Look through the entries below and count every line in which "mountain" appears; reply with the number only.
▬▬▬
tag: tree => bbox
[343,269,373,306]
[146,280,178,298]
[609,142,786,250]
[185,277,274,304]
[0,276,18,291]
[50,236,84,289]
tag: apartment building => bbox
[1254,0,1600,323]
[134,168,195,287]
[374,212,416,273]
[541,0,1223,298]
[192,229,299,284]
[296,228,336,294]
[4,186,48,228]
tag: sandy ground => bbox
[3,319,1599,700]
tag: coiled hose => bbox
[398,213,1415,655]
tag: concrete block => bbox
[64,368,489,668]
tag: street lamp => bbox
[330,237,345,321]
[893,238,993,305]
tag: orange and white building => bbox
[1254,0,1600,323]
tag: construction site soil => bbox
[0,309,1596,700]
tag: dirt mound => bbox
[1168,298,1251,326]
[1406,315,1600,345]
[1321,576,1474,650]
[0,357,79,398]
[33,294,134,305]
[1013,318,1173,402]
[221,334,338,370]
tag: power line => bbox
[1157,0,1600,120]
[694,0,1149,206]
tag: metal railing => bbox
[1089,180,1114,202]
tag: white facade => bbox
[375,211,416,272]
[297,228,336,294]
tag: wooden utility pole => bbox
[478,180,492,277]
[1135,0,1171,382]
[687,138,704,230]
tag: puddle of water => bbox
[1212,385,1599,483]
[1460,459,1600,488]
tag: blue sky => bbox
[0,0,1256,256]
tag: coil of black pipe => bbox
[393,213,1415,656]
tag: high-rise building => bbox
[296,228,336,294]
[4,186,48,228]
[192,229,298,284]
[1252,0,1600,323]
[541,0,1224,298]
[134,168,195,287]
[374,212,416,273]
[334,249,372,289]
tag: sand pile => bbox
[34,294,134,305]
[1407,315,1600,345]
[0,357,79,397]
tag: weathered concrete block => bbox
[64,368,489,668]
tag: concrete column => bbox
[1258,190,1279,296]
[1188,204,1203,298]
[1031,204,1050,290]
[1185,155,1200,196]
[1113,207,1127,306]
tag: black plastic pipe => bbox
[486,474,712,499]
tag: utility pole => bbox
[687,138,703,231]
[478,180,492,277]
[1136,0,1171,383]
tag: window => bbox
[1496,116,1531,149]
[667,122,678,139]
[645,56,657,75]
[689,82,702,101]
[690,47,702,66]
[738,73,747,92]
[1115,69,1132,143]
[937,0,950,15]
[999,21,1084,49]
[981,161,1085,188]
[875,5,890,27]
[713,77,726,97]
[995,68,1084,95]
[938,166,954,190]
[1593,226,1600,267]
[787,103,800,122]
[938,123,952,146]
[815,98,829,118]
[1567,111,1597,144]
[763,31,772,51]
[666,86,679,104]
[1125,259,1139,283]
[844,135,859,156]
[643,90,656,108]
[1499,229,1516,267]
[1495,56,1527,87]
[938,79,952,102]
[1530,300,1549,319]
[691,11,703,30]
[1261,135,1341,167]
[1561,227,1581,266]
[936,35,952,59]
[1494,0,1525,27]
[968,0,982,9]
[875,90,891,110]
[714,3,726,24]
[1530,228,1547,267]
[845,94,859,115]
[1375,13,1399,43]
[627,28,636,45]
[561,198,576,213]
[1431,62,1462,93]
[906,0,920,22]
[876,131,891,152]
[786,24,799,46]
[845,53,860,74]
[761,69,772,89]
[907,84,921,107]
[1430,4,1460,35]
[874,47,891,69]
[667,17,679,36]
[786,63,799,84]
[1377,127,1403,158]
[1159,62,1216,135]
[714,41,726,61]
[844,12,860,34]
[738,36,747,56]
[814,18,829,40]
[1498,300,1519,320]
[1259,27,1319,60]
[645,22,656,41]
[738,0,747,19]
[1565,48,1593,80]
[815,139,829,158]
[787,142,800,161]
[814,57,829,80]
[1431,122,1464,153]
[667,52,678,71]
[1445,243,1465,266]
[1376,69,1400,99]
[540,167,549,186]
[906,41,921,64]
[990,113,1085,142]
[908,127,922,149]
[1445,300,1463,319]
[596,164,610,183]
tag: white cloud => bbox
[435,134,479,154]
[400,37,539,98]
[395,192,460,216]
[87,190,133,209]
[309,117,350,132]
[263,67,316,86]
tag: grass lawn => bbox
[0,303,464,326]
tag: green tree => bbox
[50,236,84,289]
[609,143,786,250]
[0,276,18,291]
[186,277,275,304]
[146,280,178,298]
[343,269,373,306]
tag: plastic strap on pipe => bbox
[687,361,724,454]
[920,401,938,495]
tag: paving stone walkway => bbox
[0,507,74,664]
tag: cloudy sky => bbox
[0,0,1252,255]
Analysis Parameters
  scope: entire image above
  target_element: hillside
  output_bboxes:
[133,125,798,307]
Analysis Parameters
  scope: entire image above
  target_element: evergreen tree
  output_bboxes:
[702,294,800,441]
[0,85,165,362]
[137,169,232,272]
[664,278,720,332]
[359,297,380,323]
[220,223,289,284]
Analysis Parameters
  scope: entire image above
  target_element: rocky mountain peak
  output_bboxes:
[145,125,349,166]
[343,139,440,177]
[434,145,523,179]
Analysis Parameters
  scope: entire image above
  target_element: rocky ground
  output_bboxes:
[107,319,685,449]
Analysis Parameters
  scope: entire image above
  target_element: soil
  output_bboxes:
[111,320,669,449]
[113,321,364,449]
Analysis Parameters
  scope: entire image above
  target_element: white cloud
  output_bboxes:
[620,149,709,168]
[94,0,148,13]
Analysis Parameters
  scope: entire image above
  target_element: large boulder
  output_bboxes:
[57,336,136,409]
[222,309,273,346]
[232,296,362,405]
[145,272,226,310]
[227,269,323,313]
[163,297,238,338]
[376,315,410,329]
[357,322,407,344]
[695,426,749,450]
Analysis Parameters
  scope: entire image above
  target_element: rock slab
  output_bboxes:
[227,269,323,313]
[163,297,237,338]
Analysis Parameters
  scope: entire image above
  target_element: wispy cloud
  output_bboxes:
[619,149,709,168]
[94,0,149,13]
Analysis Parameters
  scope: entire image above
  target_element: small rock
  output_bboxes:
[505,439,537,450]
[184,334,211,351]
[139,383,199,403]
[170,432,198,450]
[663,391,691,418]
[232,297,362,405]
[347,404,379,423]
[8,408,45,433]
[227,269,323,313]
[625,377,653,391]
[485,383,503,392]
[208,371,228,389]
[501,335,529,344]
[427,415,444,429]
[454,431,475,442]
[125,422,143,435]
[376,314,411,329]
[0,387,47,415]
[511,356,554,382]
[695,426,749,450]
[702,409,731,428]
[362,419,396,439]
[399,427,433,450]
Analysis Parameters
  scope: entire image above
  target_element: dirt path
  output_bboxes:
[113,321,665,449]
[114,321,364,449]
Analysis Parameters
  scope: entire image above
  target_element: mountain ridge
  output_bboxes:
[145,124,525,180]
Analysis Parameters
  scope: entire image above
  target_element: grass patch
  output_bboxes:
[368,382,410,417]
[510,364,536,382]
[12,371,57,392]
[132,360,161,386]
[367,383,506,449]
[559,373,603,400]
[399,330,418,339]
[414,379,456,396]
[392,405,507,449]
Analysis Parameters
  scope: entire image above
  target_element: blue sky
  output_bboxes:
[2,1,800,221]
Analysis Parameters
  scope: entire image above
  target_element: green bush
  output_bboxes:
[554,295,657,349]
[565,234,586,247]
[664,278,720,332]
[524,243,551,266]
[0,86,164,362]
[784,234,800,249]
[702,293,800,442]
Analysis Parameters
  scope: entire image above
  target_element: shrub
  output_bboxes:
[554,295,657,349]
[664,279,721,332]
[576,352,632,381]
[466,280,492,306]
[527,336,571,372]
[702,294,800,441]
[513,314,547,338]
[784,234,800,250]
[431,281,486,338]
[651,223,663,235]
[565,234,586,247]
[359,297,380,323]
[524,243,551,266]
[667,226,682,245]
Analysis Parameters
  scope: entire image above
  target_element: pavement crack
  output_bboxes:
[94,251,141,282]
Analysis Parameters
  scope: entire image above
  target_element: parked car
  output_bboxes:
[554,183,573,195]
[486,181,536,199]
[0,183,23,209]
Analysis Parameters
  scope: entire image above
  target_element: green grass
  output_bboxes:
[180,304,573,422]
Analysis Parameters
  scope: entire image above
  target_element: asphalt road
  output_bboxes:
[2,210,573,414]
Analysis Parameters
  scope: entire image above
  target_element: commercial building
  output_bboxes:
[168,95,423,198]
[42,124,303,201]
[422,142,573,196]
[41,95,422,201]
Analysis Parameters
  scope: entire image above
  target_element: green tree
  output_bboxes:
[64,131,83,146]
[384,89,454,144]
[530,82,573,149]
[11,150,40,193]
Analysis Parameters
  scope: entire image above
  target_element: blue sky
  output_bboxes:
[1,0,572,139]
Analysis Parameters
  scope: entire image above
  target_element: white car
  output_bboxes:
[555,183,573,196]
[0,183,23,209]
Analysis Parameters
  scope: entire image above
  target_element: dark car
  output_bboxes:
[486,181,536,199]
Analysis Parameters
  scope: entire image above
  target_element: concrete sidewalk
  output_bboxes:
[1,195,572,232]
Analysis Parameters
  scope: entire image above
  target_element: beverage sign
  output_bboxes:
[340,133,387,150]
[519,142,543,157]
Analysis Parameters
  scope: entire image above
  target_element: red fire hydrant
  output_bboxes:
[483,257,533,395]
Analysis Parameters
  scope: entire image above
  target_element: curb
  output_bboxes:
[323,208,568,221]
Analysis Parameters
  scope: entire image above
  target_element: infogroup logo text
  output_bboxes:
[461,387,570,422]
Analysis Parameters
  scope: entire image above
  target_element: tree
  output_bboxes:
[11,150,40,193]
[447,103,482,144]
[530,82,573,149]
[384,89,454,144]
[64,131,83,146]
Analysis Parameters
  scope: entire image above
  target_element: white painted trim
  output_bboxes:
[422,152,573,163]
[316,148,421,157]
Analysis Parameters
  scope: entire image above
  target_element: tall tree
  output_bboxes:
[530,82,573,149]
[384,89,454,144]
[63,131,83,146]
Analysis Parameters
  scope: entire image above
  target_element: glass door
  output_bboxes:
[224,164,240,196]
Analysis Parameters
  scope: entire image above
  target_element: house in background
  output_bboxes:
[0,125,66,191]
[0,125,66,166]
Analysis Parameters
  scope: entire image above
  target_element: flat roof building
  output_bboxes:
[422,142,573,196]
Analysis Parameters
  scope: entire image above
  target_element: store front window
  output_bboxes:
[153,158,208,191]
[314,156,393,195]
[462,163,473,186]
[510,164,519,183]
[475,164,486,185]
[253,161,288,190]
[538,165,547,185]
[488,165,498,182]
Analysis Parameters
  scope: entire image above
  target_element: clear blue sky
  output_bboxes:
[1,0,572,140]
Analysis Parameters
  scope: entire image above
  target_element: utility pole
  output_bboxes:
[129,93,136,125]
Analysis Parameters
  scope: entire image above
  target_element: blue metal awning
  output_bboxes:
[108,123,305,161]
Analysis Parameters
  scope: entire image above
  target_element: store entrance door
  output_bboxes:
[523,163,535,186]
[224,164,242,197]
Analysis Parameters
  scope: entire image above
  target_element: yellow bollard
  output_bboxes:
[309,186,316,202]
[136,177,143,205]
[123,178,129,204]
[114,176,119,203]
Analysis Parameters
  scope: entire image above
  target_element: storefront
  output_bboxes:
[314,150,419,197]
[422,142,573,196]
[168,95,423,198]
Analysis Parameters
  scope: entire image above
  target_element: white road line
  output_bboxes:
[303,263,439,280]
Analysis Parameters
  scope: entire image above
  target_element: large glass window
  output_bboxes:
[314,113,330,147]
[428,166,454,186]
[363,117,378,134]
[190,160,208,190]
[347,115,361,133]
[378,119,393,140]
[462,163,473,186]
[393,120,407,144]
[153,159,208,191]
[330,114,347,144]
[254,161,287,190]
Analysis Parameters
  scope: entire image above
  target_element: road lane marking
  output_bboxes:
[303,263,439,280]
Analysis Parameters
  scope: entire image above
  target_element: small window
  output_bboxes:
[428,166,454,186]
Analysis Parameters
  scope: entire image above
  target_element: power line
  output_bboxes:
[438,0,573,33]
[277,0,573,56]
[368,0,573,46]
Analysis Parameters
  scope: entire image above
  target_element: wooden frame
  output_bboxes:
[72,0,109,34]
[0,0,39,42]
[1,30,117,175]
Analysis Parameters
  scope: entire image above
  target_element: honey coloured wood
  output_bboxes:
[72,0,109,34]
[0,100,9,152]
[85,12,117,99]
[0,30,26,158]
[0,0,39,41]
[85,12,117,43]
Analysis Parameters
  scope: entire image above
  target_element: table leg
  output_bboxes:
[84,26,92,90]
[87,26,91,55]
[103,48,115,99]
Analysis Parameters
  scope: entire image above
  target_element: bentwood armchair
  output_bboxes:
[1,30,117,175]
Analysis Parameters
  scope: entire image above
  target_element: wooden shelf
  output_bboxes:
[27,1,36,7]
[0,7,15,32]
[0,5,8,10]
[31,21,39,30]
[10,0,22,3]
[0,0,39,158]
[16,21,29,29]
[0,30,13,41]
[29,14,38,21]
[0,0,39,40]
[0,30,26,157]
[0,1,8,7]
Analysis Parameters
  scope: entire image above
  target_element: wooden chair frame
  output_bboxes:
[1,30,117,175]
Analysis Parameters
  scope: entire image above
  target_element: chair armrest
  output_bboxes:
▬▬▬
** Answer **
2